> **WHAT IS BEING ASKED**
Render the stretch of the material from the line containing "Note: point to the cobblestone" through the end of the material as a Markdown table with the columns Row and Line, numbering each line in Row and skipping any blank lines.

Rows from a pointing dataset
....
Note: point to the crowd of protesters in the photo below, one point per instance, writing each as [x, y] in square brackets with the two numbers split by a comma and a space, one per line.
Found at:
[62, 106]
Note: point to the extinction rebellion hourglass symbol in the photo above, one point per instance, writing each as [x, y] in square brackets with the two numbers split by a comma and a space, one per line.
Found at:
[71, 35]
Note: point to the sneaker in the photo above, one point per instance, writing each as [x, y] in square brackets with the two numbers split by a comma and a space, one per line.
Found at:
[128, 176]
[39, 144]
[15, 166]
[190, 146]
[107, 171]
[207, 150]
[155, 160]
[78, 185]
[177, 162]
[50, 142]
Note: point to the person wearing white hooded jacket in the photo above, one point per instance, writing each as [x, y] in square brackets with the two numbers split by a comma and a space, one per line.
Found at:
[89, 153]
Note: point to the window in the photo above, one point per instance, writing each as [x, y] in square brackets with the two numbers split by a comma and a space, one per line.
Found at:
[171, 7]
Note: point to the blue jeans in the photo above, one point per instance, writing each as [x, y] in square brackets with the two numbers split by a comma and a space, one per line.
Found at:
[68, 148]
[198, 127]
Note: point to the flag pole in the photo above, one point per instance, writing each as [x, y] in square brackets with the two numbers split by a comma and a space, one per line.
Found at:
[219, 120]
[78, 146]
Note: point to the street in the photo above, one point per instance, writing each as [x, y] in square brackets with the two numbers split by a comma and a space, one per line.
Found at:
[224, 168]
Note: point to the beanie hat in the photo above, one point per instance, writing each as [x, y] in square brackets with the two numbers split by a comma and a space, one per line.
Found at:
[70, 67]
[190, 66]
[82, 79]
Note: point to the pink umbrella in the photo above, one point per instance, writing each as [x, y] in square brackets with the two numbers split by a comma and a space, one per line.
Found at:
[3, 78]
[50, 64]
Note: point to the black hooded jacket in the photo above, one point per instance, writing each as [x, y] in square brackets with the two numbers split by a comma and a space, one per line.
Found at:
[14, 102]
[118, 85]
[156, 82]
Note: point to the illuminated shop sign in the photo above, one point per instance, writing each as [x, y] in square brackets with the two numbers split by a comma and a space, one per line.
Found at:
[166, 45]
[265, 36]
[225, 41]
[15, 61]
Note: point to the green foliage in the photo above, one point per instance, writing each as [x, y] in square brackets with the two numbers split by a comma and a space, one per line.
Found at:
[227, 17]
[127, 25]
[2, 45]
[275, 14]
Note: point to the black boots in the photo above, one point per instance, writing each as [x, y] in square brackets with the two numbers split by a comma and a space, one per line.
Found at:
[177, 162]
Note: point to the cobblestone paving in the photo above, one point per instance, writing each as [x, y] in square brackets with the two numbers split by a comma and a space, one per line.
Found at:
....
> **OUTPUT OF THE TASK**
| Row | Line |
|---|---|
| 1 | Note: point to the cobblestone paving in the photo above, one point per instance, writing each as [x, y] in square brackets with the two numbers split by a comma and a space, one per line. |
| 2 | Found at: |